■ SELECTION ■

** Begin **

Studio album by Sara Hickman
- Released: 1988
- Genre: Folk/pop
- Length: 38:42
- Label: Four Dots Elektra Discoveries
- Producer: Sara Hickman, Carl Finch

Sara Hickman chronology
|  | Equal Scary People (1988) | Shortstop (1990) |

= Equal Scary People =

Equal Scary People is the first album by the American singer-songwriter Sara Hickman, released in 1988 on Four Dots. It was rereleased in 1989 on Elektra Records.

==Production==
The album was co-produced by Carl Finch.

==Critical reception==

Trouser Press wrote that "with winning songs that are emotionally resonant and a little loopy, Equal Scary People ... is an album that easily stands out in a soundalike crowd." The Los Angeles Times wrote that Hickman "offers a hip but down-home, honest but irony-laden mix that fans of Michelle Shocked and k.d. lang should relate to just fine."

** End **

■ DATA SECTION ■
** Begin **

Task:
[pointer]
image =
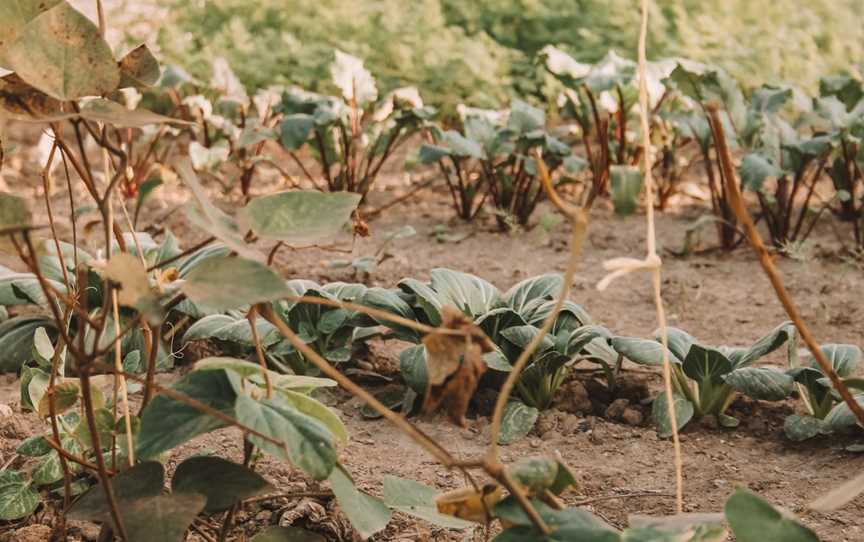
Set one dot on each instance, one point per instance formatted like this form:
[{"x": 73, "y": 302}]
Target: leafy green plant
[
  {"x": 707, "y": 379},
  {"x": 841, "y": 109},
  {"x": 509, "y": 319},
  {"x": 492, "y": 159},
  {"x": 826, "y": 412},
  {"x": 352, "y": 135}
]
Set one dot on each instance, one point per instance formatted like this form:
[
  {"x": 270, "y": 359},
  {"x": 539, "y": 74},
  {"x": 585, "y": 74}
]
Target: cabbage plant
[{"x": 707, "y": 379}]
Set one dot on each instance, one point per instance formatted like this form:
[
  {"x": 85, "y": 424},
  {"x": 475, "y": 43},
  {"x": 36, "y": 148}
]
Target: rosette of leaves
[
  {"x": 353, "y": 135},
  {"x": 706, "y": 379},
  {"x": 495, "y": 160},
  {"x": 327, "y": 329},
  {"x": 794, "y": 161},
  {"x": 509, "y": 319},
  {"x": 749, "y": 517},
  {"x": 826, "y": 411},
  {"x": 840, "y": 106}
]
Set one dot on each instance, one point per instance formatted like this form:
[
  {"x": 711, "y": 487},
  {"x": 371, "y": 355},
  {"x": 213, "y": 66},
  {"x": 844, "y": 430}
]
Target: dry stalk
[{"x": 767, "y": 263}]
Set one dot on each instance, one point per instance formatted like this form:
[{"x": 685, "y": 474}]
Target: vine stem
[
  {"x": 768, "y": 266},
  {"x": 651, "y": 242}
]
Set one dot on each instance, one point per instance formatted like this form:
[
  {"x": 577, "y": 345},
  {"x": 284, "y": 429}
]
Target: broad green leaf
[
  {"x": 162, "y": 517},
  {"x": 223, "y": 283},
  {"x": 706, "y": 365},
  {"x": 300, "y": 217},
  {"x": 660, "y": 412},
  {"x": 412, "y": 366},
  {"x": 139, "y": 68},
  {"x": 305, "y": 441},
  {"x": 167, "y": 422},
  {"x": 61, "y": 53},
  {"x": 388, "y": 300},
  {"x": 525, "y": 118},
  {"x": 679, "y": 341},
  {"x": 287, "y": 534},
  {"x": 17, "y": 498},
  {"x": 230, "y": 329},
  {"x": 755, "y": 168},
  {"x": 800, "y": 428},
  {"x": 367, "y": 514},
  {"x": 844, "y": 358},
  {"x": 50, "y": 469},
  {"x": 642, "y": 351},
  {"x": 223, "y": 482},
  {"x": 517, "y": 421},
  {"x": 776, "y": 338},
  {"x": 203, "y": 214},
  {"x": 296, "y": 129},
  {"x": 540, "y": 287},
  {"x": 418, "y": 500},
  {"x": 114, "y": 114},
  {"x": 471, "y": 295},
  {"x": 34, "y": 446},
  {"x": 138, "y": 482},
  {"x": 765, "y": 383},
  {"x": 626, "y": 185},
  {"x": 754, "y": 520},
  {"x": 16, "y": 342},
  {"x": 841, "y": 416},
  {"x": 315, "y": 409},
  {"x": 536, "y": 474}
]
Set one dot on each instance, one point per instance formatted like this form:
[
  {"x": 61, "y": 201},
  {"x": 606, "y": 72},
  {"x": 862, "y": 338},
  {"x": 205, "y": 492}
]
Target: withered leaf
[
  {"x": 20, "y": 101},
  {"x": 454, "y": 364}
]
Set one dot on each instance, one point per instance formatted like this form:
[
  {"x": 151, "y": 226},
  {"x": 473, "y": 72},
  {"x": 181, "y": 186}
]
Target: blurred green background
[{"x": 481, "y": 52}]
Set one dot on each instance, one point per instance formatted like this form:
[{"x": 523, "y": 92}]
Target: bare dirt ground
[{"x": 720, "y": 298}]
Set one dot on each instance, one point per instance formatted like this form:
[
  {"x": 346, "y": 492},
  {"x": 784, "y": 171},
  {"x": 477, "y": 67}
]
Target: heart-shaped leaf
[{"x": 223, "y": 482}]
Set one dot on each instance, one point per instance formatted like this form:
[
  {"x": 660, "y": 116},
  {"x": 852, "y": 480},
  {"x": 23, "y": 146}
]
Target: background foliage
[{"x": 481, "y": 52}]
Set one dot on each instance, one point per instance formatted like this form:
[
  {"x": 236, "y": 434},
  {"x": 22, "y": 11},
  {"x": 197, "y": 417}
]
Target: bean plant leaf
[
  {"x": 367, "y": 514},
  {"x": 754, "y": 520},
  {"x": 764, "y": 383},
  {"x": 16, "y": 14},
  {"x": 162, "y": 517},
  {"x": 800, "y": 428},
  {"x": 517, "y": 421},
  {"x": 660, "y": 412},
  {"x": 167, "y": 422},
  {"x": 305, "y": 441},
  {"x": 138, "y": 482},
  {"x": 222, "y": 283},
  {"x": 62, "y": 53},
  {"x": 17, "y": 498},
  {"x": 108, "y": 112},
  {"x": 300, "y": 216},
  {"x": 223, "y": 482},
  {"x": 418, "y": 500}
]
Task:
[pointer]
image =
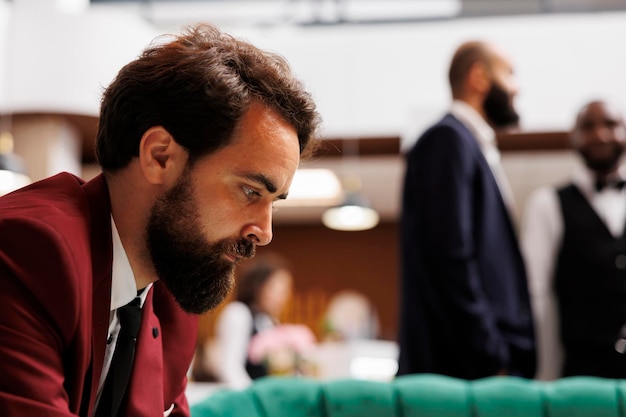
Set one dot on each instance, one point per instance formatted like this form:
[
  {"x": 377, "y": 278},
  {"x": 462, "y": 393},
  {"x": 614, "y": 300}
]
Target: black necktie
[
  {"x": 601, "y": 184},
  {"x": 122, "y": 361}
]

** End **

■ TASKS FOR THIS EXERCISE ■
A – Duplicate everything in the Equal Scary People article from "Equal Scary People is" down to "on Elektra Records.".
B – Translate this sentence from the Equal Scary People article into Spanish: "The album was co-produced by Carl Finch."

■ EXPECTED RESPONSES ■
A –
Equal Scary People is the first album by the American singer-songwriter Sara Hickman, released in 1988 on Four Dots. It was rereleased in 1989 on Elektra Records.

B – El álbum fue coproducido por Carl Finch.